* To do
Gather every line in the items below that contains the string "arched", treating uppercase and lowercase as different.

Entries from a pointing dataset

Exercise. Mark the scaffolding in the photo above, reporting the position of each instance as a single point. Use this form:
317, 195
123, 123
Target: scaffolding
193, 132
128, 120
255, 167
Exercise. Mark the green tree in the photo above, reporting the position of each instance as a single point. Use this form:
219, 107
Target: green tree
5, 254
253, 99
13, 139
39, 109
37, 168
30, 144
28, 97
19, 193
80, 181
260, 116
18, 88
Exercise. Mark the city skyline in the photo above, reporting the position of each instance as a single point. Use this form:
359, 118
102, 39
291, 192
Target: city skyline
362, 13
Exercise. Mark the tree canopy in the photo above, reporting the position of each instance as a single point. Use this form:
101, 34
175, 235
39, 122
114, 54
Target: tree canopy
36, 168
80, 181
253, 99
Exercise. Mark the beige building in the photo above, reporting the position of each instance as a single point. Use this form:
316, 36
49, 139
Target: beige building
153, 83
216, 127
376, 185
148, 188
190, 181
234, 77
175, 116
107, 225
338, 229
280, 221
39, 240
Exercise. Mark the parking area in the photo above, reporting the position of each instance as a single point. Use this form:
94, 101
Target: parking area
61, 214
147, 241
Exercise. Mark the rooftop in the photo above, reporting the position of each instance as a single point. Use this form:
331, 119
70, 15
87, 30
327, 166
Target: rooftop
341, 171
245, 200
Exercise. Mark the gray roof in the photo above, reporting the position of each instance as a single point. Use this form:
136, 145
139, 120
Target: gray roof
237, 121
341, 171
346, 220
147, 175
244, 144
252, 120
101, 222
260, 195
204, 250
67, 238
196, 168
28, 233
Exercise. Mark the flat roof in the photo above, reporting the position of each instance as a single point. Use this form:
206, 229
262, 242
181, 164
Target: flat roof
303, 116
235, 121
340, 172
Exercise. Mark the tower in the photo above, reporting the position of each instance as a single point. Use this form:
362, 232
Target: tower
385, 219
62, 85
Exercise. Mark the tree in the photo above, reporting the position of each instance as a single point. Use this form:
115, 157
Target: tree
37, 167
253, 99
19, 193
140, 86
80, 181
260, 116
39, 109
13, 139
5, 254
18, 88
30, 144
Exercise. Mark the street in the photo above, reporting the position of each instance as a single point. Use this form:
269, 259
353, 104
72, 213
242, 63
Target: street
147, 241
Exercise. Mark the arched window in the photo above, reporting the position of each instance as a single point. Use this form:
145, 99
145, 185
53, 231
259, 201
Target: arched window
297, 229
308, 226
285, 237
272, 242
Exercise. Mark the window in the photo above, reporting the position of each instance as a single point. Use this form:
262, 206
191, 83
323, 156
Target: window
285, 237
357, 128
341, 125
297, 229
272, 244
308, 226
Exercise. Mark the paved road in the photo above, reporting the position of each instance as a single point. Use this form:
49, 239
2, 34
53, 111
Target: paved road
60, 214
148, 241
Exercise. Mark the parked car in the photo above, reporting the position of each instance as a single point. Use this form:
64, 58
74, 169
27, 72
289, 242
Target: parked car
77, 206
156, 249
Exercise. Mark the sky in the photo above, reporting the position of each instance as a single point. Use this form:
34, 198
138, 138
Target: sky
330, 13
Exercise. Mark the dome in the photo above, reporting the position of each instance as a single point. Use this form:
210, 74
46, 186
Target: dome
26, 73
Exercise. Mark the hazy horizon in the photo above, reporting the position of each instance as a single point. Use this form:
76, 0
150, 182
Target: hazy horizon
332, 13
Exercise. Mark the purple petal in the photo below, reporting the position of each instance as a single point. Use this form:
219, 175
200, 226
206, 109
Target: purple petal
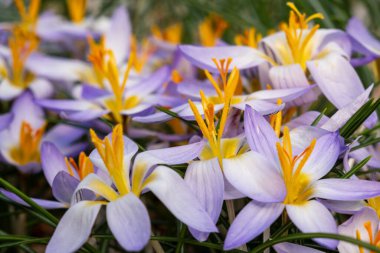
52, 161
323, 156
346, 189
292, 76
64, 186
205, 179
242, 57
74, 228
181, 202
118, 35
260, 135
129, 222
286, 247
249, 174
252, 220
313, 217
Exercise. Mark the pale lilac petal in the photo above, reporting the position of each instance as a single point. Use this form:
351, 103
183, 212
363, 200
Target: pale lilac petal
242, 57
356, 224
261, 106
249, 173
323, 156
47, 204
252, 220
64, 186
313, 217
181, 202
205, 179
337, 79
286, 247
128, 219
346, 189
260, 135
74, 227
362, 38
292, 76
118, 35
345, 207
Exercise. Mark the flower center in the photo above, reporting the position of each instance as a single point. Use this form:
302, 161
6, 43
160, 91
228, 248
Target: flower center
298, 36
111, 150
374, 238
171, 34
105, 67
211, 132
296, 182
83, 167
28, 149
211, 29
77, 9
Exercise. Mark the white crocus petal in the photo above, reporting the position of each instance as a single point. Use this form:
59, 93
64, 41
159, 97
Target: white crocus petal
286, 247
313, 217
177, 196
206, 177
74, 228
129, 222
96, 184
250, 172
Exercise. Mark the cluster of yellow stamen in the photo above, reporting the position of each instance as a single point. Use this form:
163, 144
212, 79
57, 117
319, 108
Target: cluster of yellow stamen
250, 38
171, 34
211, 29
211, 132
299, 36
77, 9
83, 167
111, 150
372, 240
105, 66
28, 149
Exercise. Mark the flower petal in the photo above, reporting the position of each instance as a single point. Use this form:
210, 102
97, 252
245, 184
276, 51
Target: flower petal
250, 172
346, 189
181, 201
74, 228
252, 220
313, 217
129, 222
205, 179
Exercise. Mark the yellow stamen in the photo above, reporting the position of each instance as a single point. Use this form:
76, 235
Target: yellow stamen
299, 36
211, 29
112, 154
77, 9
172, 33
28, 149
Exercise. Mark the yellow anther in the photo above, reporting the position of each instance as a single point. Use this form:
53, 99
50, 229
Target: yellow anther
111, 150
299, 36
171, 34
83, 167
77, 9
250, 38
211, 29
28, 149
296, 182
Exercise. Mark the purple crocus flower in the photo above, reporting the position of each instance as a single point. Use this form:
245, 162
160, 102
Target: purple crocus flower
364, 226
127, 216
25, 131
296, 170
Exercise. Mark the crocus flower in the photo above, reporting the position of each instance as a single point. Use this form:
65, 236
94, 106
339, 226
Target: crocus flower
26, 131
364, 226
284, 58
295, 170
127, 216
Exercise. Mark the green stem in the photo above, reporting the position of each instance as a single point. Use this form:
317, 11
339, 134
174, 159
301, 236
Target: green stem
294, 237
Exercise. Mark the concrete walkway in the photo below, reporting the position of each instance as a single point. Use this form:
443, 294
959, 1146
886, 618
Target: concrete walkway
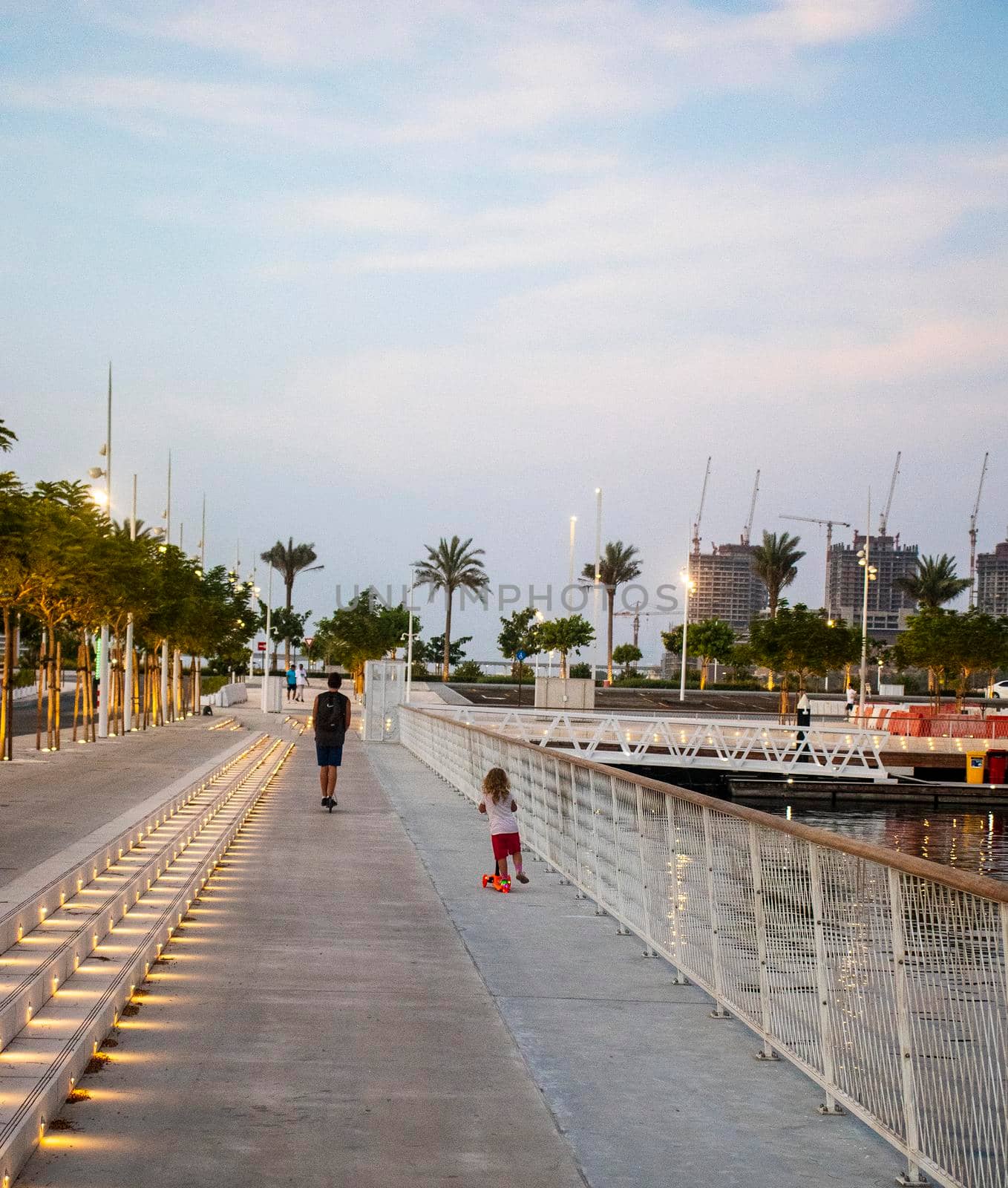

* The completed task
Exercise. Mark the arched window in the photo above, reporting the position of each instance as a single point. Use this form:
Target: arched window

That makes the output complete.